*** Source records ***

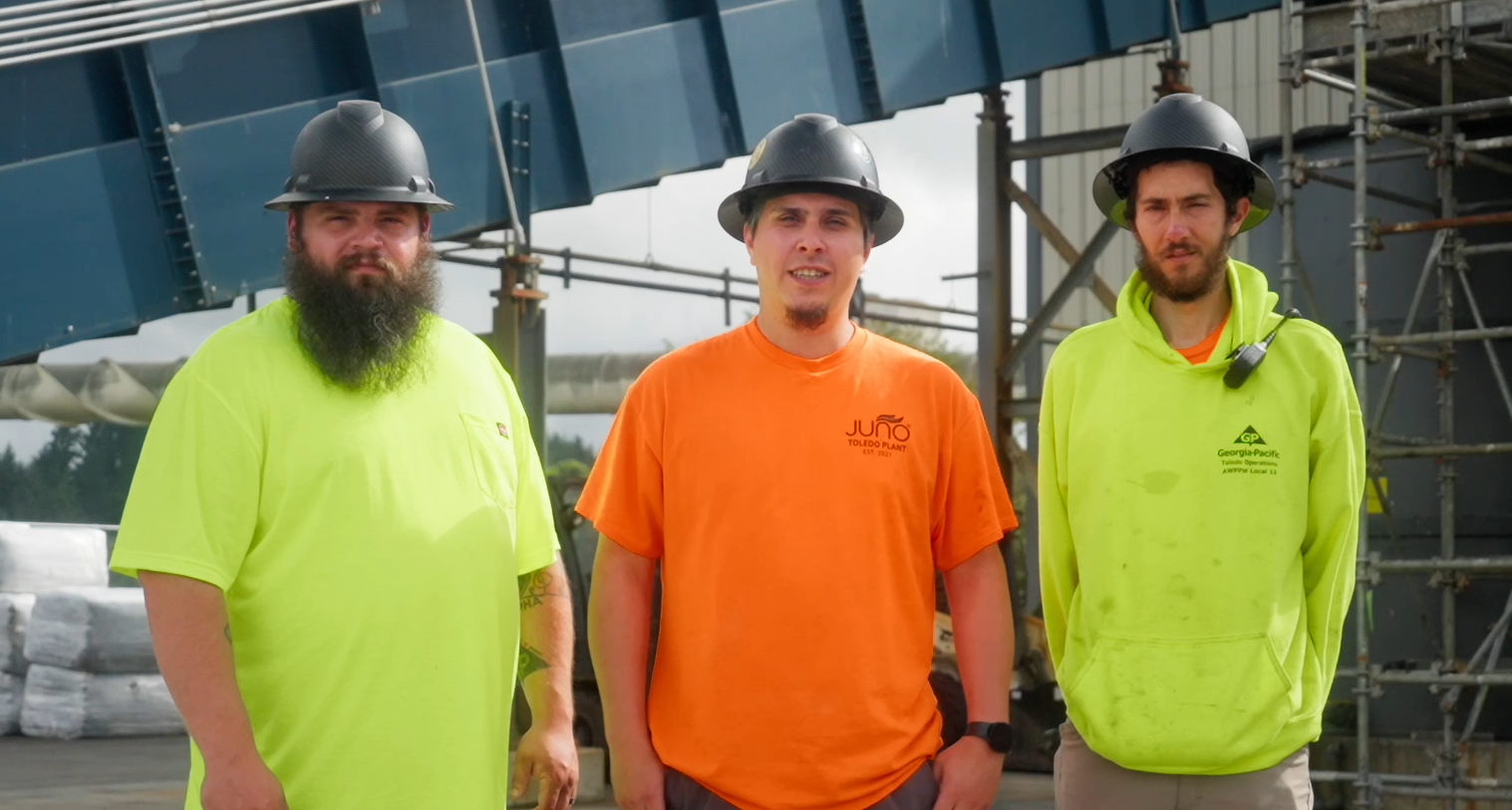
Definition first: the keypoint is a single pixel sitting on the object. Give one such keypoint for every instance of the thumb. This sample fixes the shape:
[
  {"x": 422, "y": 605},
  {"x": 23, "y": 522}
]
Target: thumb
[{"x": 523, "y": 769}]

*** End of Source records ***

- What to do -
Leave out the pictures and give the listing above again exactly.

- Response to the task -
Definition first: the keypoint is a single pixel sitting on the object. Give one such keypoint for every instance of the thumb. This sample fixes the shape:
[
  {"x": 422, "y": 605},
  {"x": 23, "y": 522}
]
Target: thumb
[{"x": 523, "y": 769}]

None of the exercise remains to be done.